#### [Passage shown]
★ ★ ★ ★ ★ ★ ★

Teuku Mohammad Hamzah Thayeb (born 31 May 1952) is an Indonesian diplomat. He was Ambassador of Indonesia to Australia between 2005 and 2008 and Ambassador of Indonesia to the UK between 2011 and 2015.

Life and career 
Born on 31 May 1952 in Paris, France, Hamzah was educated at Jayabaya University in West Java. He started his career as a public relations officer at the national secretariat of ASEAN in 1975.

From 2005 to 2008, Hamzah was Ambassador of Indonesia to Australia. In March 2006, Hamzah faced protests from Papuan and refugee activists over the West Papuan refugee crisis. The Indonesian Government guaranteed the Papuan's safety and Hamzah said he did not understand why the West Papuans had sought asylum to begin with. Hamzah was temporarily recalled to Indonesia when the Australian Government granted the Papuans asylum. He arrived back in Canberra in June 2006.

★ ★ ★ ★ ★ ★ ★

#### [Dataset extract]
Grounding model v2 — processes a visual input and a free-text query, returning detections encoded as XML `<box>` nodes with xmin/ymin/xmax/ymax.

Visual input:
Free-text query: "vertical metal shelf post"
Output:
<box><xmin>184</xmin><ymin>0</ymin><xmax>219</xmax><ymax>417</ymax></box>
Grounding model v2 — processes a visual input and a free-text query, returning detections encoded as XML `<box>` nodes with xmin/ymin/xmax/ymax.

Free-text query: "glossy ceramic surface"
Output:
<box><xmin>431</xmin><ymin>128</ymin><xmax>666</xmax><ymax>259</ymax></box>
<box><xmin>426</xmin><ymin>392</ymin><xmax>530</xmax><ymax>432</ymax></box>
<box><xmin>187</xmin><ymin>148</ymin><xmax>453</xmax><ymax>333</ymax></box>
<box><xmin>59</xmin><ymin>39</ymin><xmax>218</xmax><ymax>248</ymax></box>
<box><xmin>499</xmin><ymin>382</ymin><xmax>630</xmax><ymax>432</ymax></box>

★ ★ ★ ★ ★ ★ ★

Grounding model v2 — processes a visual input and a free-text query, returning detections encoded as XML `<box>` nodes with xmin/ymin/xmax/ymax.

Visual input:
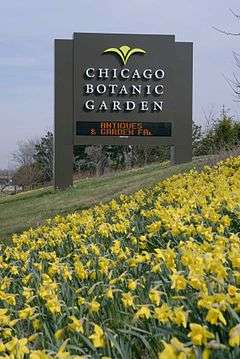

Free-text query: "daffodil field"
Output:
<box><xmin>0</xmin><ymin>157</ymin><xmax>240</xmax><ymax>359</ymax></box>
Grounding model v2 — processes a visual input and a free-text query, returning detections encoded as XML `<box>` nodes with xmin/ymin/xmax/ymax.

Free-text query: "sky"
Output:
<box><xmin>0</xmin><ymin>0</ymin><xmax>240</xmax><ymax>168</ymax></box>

★ ★ ★ ★ ★ ★ ★

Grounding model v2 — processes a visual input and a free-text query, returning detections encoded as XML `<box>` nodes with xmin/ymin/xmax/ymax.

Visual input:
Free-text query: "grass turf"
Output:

★ ★ ★ ★ ★ ★ ★

Resume the article on the Indonesian diplomat Hamzah Thayeb, starting right after its final sentence. The material has no connection to the biography of the Indonesian diplomat.

#### [Exercise output]
In 2012, he was part of the State visit of President Susilo Bambang Yudhoyono to the United Kingdom. He was appointed an Honorary Knight Commander of the Royal Victorian Order. In 2013, Hamzah was named 'Diplomat of the Year from Asia 2013' by The Diplomat, whilst serving as Indonesian Ambassador to the United Kingdom and Ireland. His father Hadi Thayeb had also been the Indonesian ambassador to the UK and Ireland, in the early 1990s.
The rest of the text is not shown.